> Page text
= Beginning of Section =

All this picture-taking technology, in the airport or via phone, is beyond my comprehension, but it can be a fairly handy ability to have. It can, however, also be fairly costly, which brings me to the point of this article.

First, though, two disclaimers. One, some folks may get mad if they read on and only hear part of the story; and two, in no way am I implying someone shouldn’t do everything possible to address a serious health concern.

So on to the pictures, but not the airport or cell-phone variety. I’m talking instead about advances in medical technology involving modern diagnostic imaging. Those imaging tests (such as CT and PET scans and MRIs) that take pictures of my internal anatomy have revolutionized medicine and tremendously helped doctors detect, diagnose and treat diseases and injuries. That is indisputable and wonderful, especially when it’s your family member whose life is extended because cancer was detected while still at a treatable stage.

Today, more than $2 trillion is spent in the U.S. each year on health care, and diagnostic imaging costs are one of the fastest growing components of that total. Those costs are understood and even appreciated when they produce positive outcomes. Yet the hard part of this story is that studies consistently show us that as much as one-third of imaging procedures may be inappropriate, and one report estimated that about 20 percent of hospital radiology tests are duplicates. Billions of dollars are being spent unnecessarily.

= End of Section =

> Problem set
1. Copy the part of the medical imaging text from "Today, more than" to "being spent unnecessarily.".
2. Condense the paragraph of the medical imaging text that begins "Today, more than $2 trillion" into a short bulleted list of its main facts.

Descriptions of regions in natural language
= Beginning of Section =

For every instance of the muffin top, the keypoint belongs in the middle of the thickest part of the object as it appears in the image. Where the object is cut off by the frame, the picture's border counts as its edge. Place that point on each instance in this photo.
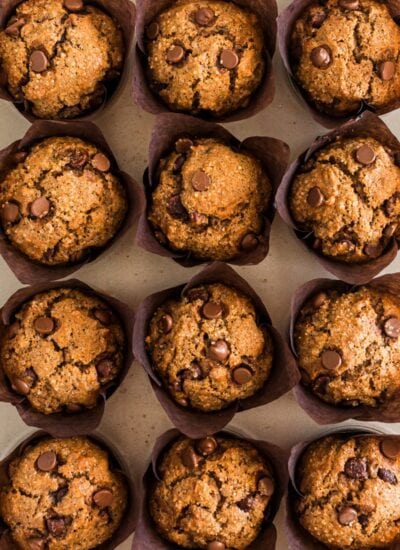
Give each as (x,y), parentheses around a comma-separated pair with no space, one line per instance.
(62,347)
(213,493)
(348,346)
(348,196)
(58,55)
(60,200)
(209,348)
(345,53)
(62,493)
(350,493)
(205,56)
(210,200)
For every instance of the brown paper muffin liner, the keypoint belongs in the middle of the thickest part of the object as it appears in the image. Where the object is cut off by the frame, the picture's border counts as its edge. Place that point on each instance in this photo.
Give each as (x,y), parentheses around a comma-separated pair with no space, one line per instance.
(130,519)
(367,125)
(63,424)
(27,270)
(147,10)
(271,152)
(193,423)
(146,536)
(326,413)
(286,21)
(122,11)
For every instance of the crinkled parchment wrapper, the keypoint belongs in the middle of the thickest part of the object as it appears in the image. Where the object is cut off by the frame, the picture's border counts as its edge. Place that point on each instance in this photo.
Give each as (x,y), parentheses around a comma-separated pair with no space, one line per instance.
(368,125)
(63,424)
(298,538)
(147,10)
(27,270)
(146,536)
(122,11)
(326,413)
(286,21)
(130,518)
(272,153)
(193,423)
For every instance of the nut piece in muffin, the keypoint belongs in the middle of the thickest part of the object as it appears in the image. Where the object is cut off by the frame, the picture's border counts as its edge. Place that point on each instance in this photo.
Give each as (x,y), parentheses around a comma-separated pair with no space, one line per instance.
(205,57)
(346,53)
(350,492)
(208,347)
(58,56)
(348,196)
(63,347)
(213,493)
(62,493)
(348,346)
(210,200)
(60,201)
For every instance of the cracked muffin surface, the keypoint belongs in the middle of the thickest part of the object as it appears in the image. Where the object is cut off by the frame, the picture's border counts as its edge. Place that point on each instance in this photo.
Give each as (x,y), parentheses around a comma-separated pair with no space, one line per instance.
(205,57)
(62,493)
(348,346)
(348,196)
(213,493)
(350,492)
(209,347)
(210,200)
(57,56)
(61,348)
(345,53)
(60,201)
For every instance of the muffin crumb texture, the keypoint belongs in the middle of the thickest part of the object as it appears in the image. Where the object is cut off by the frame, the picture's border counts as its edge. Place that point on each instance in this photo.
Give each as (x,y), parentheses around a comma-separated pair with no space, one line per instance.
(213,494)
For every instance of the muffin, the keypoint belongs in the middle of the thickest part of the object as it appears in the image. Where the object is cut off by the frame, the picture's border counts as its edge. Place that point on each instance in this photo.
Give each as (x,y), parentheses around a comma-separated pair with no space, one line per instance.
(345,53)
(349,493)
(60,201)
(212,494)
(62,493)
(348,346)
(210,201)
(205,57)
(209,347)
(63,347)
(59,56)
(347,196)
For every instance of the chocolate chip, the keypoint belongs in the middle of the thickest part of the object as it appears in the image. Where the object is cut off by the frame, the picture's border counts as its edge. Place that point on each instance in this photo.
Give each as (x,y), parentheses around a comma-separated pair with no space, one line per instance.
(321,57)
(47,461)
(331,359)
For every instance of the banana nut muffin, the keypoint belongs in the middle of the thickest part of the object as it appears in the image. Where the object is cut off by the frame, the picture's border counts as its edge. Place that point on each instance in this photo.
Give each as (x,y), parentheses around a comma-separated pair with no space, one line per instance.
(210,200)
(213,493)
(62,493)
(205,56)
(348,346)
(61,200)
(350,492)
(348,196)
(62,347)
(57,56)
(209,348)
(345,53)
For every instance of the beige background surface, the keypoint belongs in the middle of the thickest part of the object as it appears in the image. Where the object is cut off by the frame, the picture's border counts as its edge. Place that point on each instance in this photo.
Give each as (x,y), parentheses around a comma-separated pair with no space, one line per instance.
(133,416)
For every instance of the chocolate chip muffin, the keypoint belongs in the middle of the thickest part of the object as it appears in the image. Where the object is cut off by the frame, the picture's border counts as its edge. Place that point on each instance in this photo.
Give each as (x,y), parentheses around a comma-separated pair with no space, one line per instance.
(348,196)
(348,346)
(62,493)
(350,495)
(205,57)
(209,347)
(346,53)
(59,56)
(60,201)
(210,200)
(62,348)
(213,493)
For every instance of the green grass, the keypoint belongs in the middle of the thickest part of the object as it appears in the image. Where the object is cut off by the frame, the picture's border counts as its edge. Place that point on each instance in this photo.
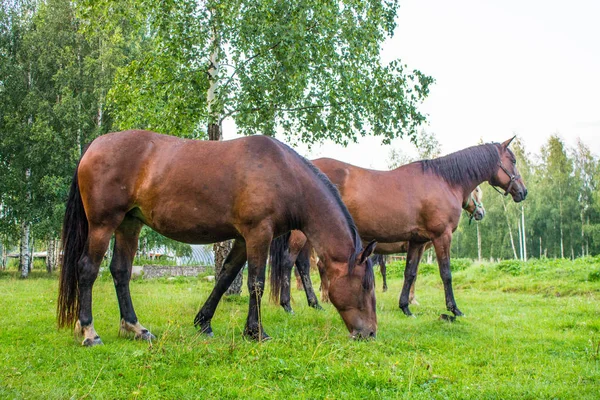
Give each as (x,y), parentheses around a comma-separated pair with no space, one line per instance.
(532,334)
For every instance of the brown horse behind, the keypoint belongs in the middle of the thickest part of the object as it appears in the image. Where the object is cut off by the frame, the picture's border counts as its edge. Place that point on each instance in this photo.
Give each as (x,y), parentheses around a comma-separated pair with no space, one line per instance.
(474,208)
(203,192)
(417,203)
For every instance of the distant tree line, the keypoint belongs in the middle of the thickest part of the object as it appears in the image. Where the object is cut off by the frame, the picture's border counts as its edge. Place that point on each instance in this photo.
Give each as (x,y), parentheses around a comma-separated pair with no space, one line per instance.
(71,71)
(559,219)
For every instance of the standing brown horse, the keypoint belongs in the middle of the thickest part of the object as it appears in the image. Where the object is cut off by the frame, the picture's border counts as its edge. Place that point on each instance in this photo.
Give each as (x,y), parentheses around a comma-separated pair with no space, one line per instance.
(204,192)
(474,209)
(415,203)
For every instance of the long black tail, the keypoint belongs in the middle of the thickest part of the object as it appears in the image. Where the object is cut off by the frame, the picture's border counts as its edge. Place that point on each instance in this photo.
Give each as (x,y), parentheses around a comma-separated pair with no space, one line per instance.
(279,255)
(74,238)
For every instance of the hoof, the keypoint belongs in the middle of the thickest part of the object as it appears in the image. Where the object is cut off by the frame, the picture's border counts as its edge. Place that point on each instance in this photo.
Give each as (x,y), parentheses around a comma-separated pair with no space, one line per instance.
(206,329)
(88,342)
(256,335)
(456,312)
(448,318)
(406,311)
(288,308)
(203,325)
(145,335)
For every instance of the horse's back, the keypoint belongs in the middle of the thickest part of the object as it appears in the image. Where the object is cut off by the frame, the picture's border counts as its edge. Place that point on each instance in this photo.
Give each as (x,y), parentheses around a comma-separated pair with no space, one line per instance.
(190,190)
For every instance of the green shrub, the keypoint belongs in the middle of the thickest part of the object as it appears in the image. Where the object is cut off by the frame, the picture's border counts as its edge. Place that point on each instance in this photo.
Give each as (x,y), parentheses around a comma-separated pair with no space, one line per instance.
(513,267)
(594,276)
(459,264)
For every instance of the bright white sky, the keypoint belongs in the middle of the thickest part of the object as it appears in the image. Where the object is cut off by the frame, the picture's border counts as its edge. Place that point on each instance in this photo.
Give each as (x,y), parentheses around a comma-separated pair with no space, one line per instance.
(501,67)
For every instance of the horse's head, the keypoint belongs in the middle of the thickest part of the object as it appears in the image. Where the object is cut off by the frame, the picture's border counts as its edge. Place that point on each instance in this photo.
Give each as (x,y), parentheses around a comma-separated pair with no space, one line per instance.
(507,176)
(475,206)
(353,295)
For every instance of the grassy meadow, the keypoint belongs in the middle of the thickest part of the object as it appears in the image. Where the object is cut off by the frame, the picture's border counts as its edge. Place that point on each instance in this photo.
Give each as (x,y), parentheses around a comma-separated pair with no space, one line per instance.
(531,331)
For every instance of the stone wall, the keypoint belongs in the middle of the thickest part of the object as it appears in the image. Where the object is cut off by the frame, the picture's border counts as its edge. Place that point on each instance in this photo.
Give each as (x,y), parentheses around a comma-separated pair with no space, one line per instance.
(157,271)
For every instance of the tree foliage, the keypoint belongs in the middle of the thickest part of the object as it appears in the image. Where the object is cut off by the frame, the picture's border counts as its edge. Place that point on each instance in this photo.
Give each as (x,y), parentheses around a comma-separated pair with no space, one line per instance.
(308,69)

= End of Section =

> Activity answers
1.
Today, more than $2 trillion is spent in the U.S. each year on health care, and diagnostic imaging costs are one of the fastest growing components of that total. Those costs are understood and even appreciated when they produce positive outcomes. Yet the hard part of this story is that studies consistently show us that as much as one-third of imaging procedures may be inappropriate, and one report estimated that about 20 percent of hospital radiology tests are duplicates. Billions of dollars are being spent unnecessarily.

2.
- The U.S. spends more than $2 trillion on health care each year.
- Diagnostic imaging is one of the fastest-growing parts of that spending.
- People understand and even appreciate these costs when the results are positive.
- Studies consistently show that up to one-third of imaging procedures may be inappropriate.
- One report estimated that about 20 percent of hospital radiology tests are duplicates.
- Billions of dollars are spent unnecessarily.